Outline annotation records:
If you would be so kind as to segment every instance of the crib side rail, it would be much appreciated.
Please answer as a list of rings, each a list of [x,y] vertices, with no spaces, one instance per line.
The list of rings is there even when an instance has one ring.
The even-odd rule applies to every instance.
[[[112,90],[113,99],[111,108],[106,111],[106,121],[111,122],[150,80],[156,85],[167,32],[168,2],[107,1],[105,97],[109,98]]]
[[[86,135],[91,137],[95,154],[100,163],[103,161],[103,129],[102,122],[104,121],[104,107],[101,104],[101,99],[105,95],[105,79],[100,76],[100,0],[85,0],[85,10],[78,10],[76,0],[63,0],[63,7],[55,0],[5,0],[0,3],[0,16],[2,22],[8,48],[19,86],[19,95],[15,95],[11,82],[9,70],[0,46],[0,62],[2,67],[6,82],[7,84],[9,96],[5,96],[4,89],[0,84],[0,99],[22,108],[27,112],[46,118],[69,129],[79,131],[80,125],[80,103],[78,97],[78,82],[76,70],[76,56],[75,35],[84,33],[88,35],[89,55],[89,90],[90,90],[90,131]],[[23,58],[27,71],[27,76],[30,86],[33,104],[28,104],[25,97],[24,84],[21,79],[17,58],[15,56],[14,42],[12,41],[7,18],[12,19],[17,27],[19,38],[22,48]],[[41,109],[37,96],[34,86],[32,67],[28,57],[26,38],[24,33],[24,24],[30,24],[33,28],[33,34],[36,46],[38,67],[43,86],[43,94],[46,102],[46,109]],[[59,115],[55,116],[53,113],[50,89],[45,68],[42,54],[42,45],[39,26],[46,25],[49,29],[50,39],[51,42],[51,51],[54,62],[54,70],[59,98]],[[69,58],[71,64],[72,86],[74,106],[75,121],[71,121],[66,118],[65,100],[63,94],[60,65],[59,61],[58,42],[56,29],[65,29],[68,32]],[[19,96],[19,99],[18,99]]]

DIRECTIONS FOR THIS TASK :: Could you give these lines again with "crib side rail" switched to "bed guard rail" and everything else left unchanged?

EXPECTED ANSWER ::
If you would be so kind as to segment every instance of the bed guard rail, it would be much appreciated.
Please answer as a list of rings, each a list of [x,y] vertices, with no spaces, one instance per line.
The list of rings is there even when an instance has one ring.
The even-odd rule applies to every instance.
[[[112,90],[113,99],[111,108],[106,111],[106,121],[111,122],[150,80],[156,85],[167,32],[168,2],[107,1],[105,97],[109,98]]]
[[[86,135],[91,137],[95,154],[100,163],[103,161],[103,129],[102,122],[104,121],[104,107],[101,104],[101,99],[105,95],[105,79],[100,76],[100,0],[85,0],[85,10],[78,10],[76,0],[63,0],[63,7],[55,0],[5,0],[0,3],[0,16],[2,22],[8,48],[19,86],[19,95],[15,95],[11,82],[9,70],[0,46],[0,62],[2,67],[6,82],[7,84],[9,96],[5,96],[4,89],[0,84],[0,99],[22,108],[27,112],[46,118],[69,129],[79,131],[80,125],[80,103],[78,97],[78,82],[76,70],[76,56],[75,35],[84,33],[88,35],[89,55],[89,90],[90,90],[90,131]],[[23,58],[27,71],[27,76],[30,86],[33,104],[28,104],[25,97],[24,84],[21,79],[17,58],[15,56],[14,42],[12,41],[7,18],[12,19],[17,27],[19,38],[22,48]],[[41,109],[37,96],[34,86],[32,67],[28,57],[26,38],[24,33],[24,24],[30,24],[33,28],[33,34],[36,46],[38,67],[43,86],[43,94],[46,102],[46,109]],[[59,115],[55,116],[53,113],[50,89],[45,68],[42,54],[42,45],[39,26],[46,25],[49,29],[50,39],[51,42],[51,51],[54,62],[54,70],[59,98]],[[69,58],[71,64],[72,86],[74,106],[75,121],[71,121],[66,118],[65,100],[63,94],[60,65],[59,61],[58,42],[56,29],[65,29],[68,32]],[[19,96],[19,99],[18,99]]]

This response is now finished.